### Exercise prompt
Retype the passage on generative engine optimization word for word, everything from "The practice of" down to "of the competition.".

### Text section

The practice of GEO helps AI systems understand your content properly, reducing the risk of being misrepresented or overlooked when users ask AI tools questions related to your product, service, or industry.
GEO can give businesses a competitive edge
Many businesses haven’t adapted their content for AI‑driven discovery yet. Those that do are more likely to appear in AI answers when customers ask industry‑related or problem‑focused questions.
Businesses with clear, structured, answer‑ready content are better placed to show up in these early research moments, while competitors without GEO‑friendly content may remain invisible.
This proactive approach reflects the wider importance of adapting to new technologies and market changes. We explore this more in our guide on the role of innovation in staying ahead of the competition.
In summary, even if fewer users click, AI‑generated answers play a growing role in shaping awareness, trust, and early decision‑making. GEO helps to ensure that your business appears fairly, accurately, and consistently in those answers, positioning you as a credible option at the point where users are beginning to explore a topic.
How to implement generative engine optimisation
Implementing GEO doesn’t require reinventing your entire content strategy – but it does mean adjusting how you create and structure information so that AI systems can interpret it with confidence. While the detailed tactics will vary from business to business, the core steps are broadly the same.
1. Understand the questions your audience is asking
GEO starts with identifying the real questions people ask about your product, service, or industry. These questions reflect the topics and phrasing AI tools are most likely to encounter when producing answers.
2. Review your existing content for clarity and structure
AI systems interpret information more reliably when each page is straightforward and well organised. This means checking that your content has clear headings, short paragraphs, simple explanations and a logical flow. Structuring your pages in a predictable way makes it easier for both AI and human readers to understand the key points quickly.
3. Strengthen the signals that help AI understand your information
Beyond individual pages, AI models look for patterns across your site to understand what your organisation does and how your content fits together. Using consistent terminology across pages and avoiding ambiguity helps to reinforce these signals. Ensuring your information is accurate, current, and aligned with reputable sources also increases the confidence with which AI systems interpret and use your content.
4. Fill gaps and improve weak or outdated pages
If important questions aren’t answered anywhere on your site - or if the answers are buried, unclear, or inconsistent - AI systems are less likely to use your content. Updating older pages, expanding thin sections, and covering essential topics in a clear, structured way will improve how confidently AI can use your information.
5. Maintain consistency across your website and wider digital presence
AI systems don’t assess pages in isolation. They look for coherence across your site and across the wider web. When your messaging, terminology, and descriptions are aligned wherever your organisation appears, it becomes easier for AI tools to recognise your expertise and interpret your content correctly.
AI-powered search is reshaping how people discover information and how businesses need to think about visibility. As users increasingly rely on AI-generated answers to guide their decisions, it’s crucial that your content shows up within the responses they rely on.
Generative engine optimisation helps to make that possible. While the technology will continue to evolve, the underlying principle remains the same: businesses that make their information easy for AI to interpret are far better positioned to be found, trusted, and considered in a world where answers increasingly come before clicks.

### Exercise data
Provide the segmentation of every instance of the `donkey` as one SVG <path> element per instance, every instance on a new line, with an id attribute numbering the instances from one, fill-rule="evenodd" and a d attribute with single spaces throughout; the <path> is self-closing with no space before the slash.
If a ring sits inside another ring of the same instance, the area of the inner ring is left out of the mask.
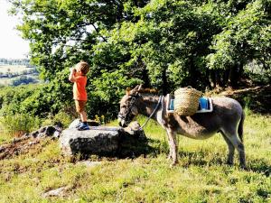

### Written reply
The practice of GEO helps AI systems understand your content properly, reducing the risk of being misrepresented or overlooked when users ask AI tools questions related to your product, service, or industry.
GEO can give businesses a competitive edge
Many businesses haven’t adapted their content for AI‑driven discovery yet. Those that do are more likely to appear in AI answers when customers ask industry‑related or problem‑focused questions.
Businesses with clear, structured, answer‑ready content are better placed to show up in these early research moments, while competitors without GEO‑friendly content may remain invisible.
This proactive approach reflects the wider importance of adapting to new technologies and market changes. We explore this more in our guide on the role of innovation in staying ahead of the competition.